Written problem A - Swap "running shoe" for "sneaker" throughout the records that follow the referee response, and leave every other part of those records unchanged.

──────── Page extract

"A generalization of the Bradley-Terry model for draws in chess"

JEBO-D-20-00916

Referee Report


The referee's comments are preceded by a chevron (">") and my response
is included inline.  I have changed line-breaks in the interests of
clarity.

Overall Response

I am delighted that this insightful referee "gets" the manuscript.
The referee makes a number of observations and suggestions, all of
which I agree with, and I have made changes to the submission in
response, colour coded for ease of reference.  I have tried very hard
to preserve the brevity and pleasing structure that the referee
explicitly notes.  In short, the revised manuscript is a stronger,
better argued, and more widely applicable document and I commend it to
you.


Software implementation note

In the interests of full disclosure, I have made a significant change
to the C++ back end of the hyper2 package:

https://github.com/RobinHankin/hyper2/commit/d9d16c45daa752d4687446d7df9805439f461451#diff-25d902c24283ab8cfbac54dfa101ad31


The hyper2 package now uses player names as keys in the STL map class,
rather than integers.  The change is a conceptual streamlining which
results in simplified R idiom for a number of cases, but does not
change the mathematical basis of the software or alter any numerical
results.

────────────────
──────── Listing

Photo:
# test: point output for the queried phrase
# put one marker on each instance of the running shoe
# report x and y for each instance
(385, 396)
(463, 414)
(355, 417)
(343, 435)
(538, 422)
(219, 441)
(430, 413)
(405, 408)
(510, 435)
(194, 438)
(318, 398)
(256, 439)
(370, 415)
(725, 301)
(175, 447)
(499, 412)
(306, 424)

────────────────

Written problem B - Carry on the author's response to the referee report, starting after its last sentence.

Response A -
Photo:
# test: point output for the queried phrase
# put one marker on each instance of the sneaker
# report x and y for each instance
(385, 396)
(463, 414)
(355, 417)
(343, 435)
(538, 422)
(219, 441)
(430, 413)
(405, 408)
(510, 435)
(194, 438)
(318, 398)
(256, 439)
(370, 415)
(725, 301)
(175, 447)
(499, 412)
(306, 424)

Response B -
Detailed responses


> This paper develops extensions to the Bradley-Terry model appropriate
> to Bernoulli trials so that the model can accommodate the
> chess-specific needs of draws and the first-mover advantage possessed
> by White.  The author takes this extended model to various sets of
> exclusively game-level outcomes and estimates time-invariant player
> strengths as well as the importance of draws and first-mover
> advantage.  After estimating common parameters for draws and
> first-mover advantage, the author allows for (time-invariant)
> player-specific parameters on these margins.  The paper then concludes
> by considering distinct draw parameters for Soviet and non-Soviet
> players.  Using data from the top chess events of 1962 and 1963, the
> author determines that Soviet players draw more frequently against
> each other than in other game scenarios.
> 
> The paper does a nice job of clearly laying out the various reified
> "monsters" that extend the original Bradley-Terry model to accommodate
> chess.  This framework is plausible and intuitive.  I also appreciated
> the paper's brevity in making its point. The allowance for
> playerspecific tendencies to draw or to gain excess-advantage from
> moving first also strikes me as an innovation to the literature.
> Lastly, the paper is well-written and a fun read.
> 
> 
> My comments on the rest of the paper are detailed below by decreasing
> importance.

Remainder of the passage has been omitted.